Sovereign Yachts
- Company type: Privately held company
- Industry: Boat building
- Founded: 1978
- Founder: Doug Steeg
- Defunct: 1998
- Headquarters: Port Richey, Florida, United States
- Products: Sailboats
- Parent: Custom Fiberglass Products

= Sovereign Yachts =

American sailboat building company

Sovereign Yachts was an American boat builder based in Port Richey, Florida. The company specialized in the design and manufacture of fiberglass sailboats.

The company was founded by Doug Steeg in 1978 and closed in 1998.

==History==
Steeg started the company in 1978 and produced a line of sailboats that included the Sovereign 17, Sovereign 7.0 and the Antares 17. The company went out of business after ten years, in 1988.

The company did not name who their designers were for many of their boats, like the Sovereign 17 and credited them as the "Sovereign Design Group".

Custom Fiberglass Products of Florida (CFPF) was founded by Robbie Bowen and built fiberglass boat components for other builders under contract, including decks liners and hulls for Captiva Yachts and Sovereign Yachts. When Sovereign Yachts ceased business in 1988, CFPF bought the assets, including ownership of the hull molds and started producing the boats, under the Sovereign Yachts name, the former company essentially becoming a brand. The existing boats were sold under a variety of new designations and with minor changes from year to year. The Sovereign 20 was added to the product line. In 1992 the small cruising boats designed by Reuban Trane were also added, including his Peep Hen, Mud Hen and Bay Hen 21.

CFPF went out of business in 1994, but one of their salesmen, Terry Chapman, bought the molds and the rights to the designs. In 1996 he started a new company to produce the boats, Sovereign 96. The company quickly encountered financial issues and was bought out by Jim MacDougald that same year. He founded Sovereign America, Inc to produce the designs.

◆ ◆ ◆ ◆

WRITTEN TASKS:
(a) Answer these questions from the Sovereign Yachts article:
(i) In which city and state was Sovereign Yachts based?
(ii) Who founded Custom Fiberglass Products of Florida?
(iii) Who bought out Sovereign 96?
(b) Extract every line of the entries that contains the string "straw", treating case as significant.
The entries that come next are unrelated to the Sovereign Yachts article.

◆ ◆ ◆ ◆

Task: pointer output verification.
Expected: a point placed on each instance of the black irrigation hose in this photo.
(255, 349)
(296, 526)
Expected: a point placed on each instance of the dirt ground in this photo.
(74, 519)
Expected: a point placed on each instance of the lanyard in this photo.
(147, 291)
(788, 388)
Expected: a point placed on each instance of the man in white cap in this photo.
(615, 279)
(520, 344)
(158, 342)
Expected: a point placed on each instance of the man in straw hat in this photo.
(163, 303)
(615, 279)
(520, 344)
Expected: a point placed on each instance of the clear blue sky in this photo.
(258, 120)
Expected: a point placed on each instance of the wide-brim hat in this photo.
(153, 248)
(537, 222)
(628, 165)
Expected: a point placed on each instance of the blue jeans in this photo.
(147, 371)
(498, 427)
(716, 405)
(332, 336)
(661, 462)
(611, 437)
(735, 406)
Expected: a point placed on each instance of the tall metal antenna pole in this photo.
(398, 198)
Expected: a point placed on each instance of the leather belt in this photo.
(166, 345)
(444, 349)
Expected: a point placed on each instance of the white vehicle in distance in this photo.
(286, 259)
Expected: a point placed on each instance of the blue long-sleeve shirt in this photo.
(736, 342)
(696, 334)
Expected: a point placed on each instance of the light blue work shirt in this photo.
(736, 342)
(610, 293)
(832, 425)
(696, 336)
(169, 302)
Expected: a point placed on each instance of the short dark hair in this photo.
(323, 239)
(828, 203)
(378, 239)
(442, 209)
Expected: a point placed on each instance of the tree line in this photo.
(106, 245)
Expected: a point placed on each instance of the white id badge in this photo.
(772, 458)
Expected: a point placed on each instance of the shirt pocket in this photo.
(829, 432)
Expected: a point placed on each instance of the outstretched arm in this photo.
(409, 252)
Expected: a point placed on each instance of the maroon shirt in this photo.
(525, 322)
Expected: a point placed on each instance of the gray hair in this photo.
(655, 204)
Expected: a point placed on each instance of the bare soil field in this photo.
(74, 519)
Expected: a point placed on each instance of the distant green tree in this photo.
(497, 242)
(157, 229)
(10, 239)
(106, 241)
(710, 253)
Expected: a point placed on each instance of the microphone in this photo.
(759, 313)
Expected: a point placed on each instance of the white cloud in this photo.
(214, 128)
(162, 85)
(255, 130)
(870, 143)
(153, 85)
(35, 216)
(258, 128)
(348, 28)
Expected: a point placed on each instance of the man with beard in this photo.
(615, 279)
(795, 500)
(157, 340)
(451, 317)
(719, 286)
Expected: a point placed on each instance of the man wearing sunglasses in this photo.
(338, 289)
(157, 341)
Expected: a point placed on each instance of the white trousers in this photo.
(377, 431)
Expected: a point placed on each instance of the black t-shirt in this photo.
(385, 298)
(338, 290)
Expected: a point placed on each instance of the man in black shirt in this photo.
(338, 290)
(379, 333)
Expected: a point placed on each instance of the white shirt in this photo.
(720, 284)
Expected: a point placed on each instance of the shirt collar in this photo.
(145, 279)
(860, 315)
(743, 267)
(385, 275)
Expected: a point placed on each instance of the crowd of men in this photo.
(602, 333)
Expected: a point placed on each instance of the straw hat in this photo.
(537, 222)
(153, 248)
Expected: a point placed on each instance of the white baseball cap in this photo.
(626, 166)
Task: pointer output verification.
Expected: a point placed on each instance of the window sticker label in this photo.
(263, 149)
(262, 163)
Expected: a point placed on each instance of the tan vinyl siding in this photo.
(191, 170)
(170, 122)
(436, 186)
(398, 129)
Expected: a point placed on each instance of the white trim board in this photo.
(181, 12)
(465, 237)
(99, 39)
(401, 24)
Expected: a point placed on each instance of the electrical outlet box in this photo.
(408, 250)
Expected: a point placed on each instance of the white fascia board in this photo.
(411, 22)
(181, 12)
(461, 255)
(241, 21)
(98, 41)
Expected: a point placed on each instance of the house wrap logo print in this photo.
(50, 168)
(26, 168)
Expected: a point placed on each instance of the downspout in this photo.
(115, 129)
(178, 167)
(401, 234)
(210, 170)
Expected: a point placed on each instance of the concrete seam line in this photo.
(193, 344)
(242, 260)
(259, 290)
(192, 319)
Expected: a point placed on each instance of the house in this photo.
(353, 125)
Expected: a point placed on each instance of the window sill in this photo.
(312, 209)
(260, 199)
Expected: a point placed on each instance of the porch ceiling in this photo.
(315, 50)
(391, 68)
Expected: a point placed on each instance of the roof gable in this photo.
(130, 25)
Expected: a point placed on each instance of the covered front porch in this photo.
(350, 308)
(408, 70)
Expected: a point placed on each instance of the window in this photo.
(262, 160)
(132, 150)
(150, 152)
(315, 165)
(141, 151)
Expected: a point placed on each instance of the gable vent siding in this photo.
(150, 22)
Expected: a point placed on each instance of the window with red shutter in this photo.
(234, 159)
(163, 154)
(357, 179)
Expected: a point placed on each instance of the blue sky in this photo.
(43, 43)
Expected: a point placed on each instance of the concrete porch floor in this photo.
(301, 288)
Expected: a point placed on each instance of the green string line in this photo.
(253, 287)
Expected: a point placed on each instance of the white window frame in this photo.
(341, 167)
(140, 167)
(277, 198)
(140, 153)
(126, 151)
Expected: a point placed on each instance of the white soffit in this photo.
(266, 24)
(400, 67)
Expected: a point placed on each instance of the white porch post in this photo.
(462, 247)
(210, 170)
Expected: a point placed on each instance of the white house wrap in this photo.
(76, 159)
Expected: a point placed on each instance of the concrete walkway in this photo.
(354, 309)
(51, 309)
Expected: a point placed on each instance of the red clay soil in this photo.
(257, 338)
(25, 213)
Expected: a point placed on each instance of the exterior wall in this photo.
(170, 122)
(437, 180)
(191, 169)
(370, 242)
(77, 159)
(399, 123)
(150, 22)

◆ ◆ ◆ ◆

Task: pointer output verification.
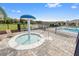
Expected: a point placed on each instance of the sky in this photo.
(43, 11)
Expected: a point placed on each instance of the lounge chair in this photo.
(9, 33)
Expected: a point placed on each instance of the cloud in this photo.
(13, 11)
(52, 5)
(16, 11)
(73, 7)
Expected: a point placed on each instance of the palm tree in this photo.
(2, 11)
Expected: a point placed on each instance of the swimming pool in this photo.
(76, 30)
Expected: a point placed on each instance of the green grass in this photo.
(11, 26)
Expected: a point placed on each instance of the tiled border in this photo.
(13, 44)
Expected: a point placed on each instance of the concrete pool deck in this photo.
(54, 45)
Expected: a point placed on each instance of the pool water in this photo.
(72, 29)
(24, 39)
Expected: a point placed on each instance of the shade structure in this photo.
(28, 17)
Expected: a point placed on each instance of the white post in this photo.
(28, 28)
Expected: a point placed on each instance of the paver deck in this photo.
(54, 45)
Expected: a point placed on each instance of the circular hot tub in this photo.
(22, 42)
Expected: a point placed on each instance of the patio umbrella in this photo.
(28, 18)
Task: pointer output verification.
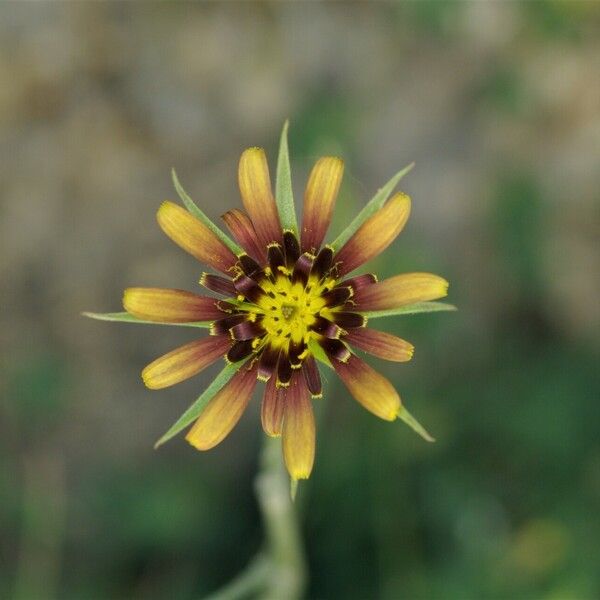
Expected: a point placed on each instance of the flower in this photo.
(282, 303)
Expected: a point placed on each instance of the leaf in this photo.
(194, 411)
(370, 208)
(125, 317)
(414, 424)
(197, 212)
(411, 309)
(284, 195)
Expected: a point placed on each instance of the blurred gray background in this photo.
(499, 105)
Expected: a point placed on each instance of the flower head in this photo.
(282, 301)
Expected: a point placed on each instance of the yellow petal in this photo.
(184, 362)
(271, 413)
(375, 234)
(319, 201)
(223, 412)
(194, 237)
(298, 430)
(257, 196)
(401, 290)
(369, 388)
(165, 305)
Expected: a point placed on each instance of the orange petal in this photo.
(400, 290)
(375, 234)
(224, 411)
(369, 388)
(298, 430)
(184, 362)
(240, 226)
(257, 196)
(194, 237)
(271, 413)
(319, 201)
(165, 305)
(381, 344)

◆ ◆ ◆ ◆

WORKED SOLUTIONS:
(a)
(i) Port Richey, Florida
(ii) Robbie Bowen
(iii) Jim MacDougald

(b)
Expected: a point placed on each instance of the man in straw hat in this photo.
Expected: a point placed on each instance of the straw hat in this photo.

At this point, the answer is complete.